§ **Excerpt provided**:
Start
Next morning we got up at 5am and did a walking safari. It was perhaps even more impressive than driving around the previous night. With childish pleasure we had to sneak around like indians, or perhaps malawian warriors is a better analogy, taking care not to make too much noise and also worry about the direction the wind blew. We pretty much saw everything from last night, but it was even more exciting as we could now enjoy all the sounds without the noise pollution of the car. Also, we had with us a guard with a big Mauser rifle to underline the seriousness. Sneaking up on the elephants, the potentially most dangerous animal, was thrilling.
After the boat trip, we enjoyed a relaxed lunch before going on a boat safari. This time we saw a lot of the same animals coming down to the river to drink. Again, the amount of animals was outstanding. Perhaps there was an animal for every two or three metres along the river edge. In the river, we usually only saw the heads of the
hippos, although we also had some luck and saw them standing in shallow water, plunging into a swim and then a dive upon our approach. Heaps of crocodiles floated around, and some were enjoying the sun on the river shores. Usually they quickly ran into the water when we came too close. The elephants were harder to approach. Wind direction was important, as the animals could smell us coming, similary it was important to keep noise to a minimum. The elephants typically moved away from the shore if they got scared, and we weren't very lucky in getting close to them. However, after enjoying a quiet cool drink in the boat where the river meets a big lake, we returned upon a great view. The elephants were drinking and relaxing only metres away from our boat on some white sand, with a third elephant on the other side of the water. The two elephants slowly left the sand and walked across the water towards the third one, waving air onto themselves with their huge ears. It was an amazing view, with everybody being very quiet so as not to scare the animals. I am sure I took some great photos!
Our excellent guides earn 6000 kwacha a month, which corresponds to about AUD60 or NOK300. Accordingly, we tipped off our friends generously before returing to Blantyre Sunday afternoon, tired but happy.
End
§ **Supplied material**:
Start
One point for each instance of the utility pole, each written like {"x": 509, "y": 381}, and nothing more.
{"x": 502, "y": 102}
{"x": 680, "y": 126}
End
§ **Work instructions**:
1. Translate this sentence from the safari account into French: "Heaps of crocodiles floated around, and some were enjoying the sun on the river shores."
2. According to the safari account, how much do the guides earn each month?
3. In the safari account, why did wind direction matter when approaching the animals from the boat?

§ **Task-by-task answers**:
1. Des tas de crocodiles flottaient çà et là, et certains profitaient du soleil sur les rives du fleuve.

2. 6000 kwacha a month, about AUD60 or NOK300.

3. The animals could smell the group coming, so the direction of the wind determined whether they would notice the boat's approach.